# TASK INPUTS:
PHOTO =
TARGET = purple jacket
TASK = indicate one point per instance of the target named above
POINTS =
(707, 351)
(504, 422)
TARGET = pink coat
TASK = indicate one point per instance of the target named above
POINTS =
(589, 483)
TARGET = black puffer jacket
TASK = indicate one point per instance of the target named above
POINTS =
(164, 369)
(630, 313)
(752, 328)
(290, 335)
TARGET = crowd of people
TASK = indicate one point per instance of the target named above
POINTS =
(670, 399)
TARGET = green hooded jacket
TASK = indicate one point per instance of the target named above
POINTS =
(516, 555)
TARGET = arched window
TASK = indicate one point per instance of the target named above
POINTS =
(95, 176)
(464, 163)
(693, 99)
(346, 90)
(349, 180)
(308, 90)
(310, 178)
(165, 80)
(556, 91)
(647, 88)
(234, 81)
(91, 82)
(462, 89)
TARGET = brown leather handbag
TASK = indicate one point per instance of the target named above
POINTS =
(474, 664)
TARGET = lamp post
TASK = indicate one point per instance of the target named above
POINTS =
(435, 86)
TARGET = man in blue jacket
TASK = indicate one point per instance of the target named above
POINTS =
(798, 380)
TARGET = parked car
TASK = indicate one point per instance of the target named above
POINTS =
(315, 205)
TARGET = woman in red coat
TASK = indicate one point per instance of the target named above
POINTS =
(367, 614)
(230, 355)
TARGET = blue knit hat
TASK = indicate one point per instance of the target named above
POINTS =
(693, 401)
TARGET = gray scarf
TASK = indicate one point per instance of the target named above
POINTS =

--

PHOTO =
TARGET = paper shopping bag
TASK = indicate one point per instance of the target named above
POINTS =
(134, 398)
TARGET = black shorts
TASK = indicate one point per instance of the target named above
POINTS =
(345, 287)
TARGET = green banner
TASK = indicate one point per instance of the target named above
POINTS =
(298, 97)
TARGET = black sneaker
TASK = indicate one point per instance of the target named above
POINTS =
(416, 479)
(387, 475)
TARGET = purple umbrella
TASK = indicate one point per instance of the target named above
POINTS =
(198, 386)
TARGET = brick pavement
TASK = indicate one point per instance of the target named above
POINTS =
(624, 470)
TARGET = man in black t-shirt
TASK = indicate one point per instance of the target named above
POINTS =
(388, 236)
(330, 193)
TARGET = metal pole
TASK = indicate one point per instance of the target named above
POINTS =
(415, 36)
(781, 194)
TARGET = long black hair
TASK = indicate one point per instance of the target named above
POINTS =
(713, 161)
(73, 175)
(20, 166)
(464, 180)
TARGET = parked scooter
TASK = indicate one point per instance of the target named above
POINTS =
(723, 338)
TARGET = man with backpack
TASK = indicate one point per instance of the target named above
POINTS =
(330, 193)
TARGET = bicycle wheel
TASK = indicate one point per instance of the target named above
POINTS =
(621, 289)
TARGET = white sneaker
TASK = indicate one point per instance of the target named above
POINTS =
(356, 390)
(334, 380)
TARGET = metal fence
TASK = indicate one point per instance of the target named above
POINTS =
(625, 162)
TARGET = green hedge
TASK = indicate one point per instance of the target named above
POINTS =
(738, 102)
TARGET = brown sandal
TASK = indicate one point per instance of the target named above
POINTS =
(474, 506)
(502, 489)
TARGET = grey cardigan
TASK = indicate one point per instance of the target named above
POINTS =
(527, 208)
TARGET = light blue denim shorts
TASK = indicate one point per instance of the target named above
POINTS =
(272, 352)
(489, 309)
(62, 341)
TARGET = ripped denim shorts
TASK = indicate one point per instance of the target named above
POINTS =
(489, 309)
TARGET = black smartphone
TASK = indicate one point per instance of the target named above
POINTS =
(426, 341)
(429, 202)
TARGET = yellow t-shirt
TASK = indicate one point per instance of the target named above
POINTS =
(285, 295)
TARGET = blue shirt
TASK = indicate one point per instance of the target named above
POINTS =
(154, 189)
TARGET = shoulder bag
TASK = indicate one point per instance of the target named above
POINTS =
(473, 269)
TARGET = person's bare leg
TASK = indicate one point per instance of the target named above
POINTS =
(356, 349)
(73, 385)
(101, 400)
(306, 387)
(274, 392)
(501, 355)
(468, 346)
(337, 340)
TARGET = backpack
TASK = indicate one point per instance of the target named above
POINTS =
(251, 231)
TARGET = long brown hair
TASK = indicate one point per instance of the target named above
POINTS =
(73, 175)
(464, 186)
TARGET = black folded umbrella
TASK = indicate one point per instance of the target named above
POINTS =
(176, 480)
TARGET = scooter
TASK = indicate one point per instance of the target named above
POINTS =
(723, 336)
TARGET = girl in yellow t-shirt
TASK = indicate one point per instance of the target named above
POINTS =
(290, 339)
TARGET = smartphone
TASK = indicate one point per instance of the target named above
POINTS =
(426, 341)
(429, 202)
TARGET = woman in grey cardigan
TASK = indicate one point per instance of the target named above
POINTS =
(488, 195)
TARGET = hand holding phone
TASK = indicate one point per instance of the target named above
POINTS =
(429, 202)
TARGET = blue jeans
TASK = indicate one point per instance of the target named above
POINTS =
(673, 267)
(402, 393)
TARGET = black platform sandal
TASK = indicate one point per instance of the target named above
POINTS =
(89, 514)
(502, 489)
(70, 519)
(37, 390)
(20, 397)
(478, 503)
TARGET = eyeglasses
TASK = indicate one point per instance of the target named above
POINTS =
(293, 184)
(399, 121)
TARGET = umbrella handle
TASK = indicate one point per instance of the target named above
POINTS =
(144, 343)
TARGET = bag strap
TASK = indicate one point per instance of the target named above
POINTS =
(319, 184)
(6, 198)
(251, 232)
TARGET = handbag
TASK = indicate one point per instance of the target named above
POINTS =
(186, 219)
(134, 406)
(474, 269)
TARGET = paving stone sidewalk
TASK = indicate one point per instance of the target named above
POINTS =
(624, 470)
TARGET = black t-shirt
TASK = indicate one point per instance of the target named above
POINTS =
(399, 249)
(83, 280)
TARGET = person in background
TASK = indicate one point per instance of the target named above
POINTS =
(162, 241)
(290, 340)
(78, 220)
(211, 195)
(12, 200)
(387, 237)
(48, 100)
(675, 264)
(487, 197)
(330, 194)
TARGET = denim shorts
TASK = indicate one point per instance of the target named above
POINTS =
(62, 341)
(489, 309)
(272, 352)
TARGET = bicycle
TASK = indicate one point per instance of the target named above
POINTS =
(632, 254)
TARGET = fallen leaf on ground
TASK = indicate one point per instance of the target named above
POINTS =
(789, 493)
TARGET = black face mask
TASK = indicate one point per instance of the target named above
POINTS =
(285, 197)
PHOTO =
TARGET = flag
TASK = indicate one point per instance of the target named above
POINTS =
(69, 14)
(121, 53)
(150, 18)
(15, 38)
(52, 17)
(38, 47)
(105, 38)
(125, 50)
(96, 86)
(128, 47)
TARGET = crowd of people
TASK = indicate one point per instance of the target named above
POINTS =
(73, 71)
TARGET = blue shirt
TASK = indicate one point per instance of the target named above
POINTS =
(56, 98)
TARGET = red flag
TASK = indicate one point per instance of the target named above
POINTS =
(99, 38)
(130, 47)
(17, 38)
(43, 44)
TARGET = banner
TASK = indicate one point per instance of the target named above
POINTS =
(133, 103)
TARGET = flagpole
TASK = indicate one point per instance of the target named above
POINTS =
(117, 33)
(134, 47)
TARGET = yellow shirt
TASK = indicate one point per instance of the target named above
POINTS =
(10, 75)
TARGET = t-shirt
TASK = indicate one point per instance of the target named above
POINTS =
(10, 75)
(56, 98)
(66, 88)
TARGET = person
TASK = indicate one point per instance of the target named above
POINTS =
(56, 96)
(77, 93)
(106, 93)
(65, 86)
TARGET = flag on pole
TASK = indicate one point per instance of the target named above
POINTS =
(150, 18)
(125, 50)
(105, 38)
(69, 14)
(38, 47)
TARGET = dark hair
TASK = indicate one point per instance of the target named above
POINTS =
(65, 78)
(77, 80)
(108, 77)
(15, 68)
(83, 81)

# PROBLEM:
List every line above that contains the word "parked", copying each one as it appears.

# PROBLEM SOLUTION:
TARGET = parked car
TARGET = parked scooter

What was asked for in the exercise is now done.